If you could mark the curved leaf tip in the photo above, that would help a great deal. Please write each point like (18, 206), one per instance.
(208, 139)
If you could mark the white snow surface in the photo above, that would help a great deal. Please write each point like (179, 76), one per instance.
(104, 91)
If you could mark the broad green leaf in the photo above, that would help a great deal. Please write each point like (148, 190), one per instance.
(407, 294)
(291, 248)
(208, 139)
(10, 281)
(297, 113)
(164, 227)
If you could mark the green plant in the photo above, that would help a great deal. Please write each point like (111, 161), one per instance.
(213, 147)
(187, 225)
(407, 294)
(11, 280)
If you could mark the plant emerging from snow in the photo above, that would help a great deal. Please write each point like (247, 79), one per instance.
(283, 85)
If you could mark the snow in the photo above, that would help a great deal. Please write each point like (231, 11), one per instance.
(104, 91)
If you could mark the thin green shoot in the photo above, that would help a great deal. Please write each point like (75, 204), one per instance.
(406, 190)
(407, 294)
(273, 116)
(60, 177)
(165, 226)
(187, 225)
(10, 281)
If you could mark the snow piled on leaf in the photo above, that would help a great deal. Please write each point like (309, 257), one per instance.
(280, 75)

_EXERCISE_
Give back every entry exactly, with nothing left out.

_REPLY_
If you could mark the curved leaf tip in the photo above, that would help a great deal. Please write each point like (18, 206), one per instance.
(208, 139)
If you could mark the white snow surface in the photo above, that would help a great deal. Please write each point like (179, 76), one per instance.
(104, 91)
If you could mark the broad green leaf in the photo above, that would help a great deal. Please write each point like (148, 190), one per instance.
(407, 294)
(291, 248)
(208, 139)
(10, 281)
(297, 113)
(164, 227)
If you could mark the green plant in the photo above, that would help a great deal. Please write each point like (111, 161), one per instance.
(213, 147)
(187, 225)
(407, 294)
(11, 280)
If you could mark the plant emerging from snow in the photo above, that would help a great deal. Please write each point like (247, 79), one per instance.
(283, 85)
If you could mark the snow in the photo above, that would help a great deal. Please write each point like (231, 11), one per instance.
(104, 91)
If you could mark the thin green shoot in the photo above, that would help a great deal. Please write each point like (75, 204), one per instance.
(406, 190)
(407, 294)
(273, 116)
(60, 177)
(165, 226)
(187, 225)
(10, 281)
If you could mark the snow piled on leaf in the photo above, that would help a great deal. Please write each point like (309, 257), one per instance.
(280, 75)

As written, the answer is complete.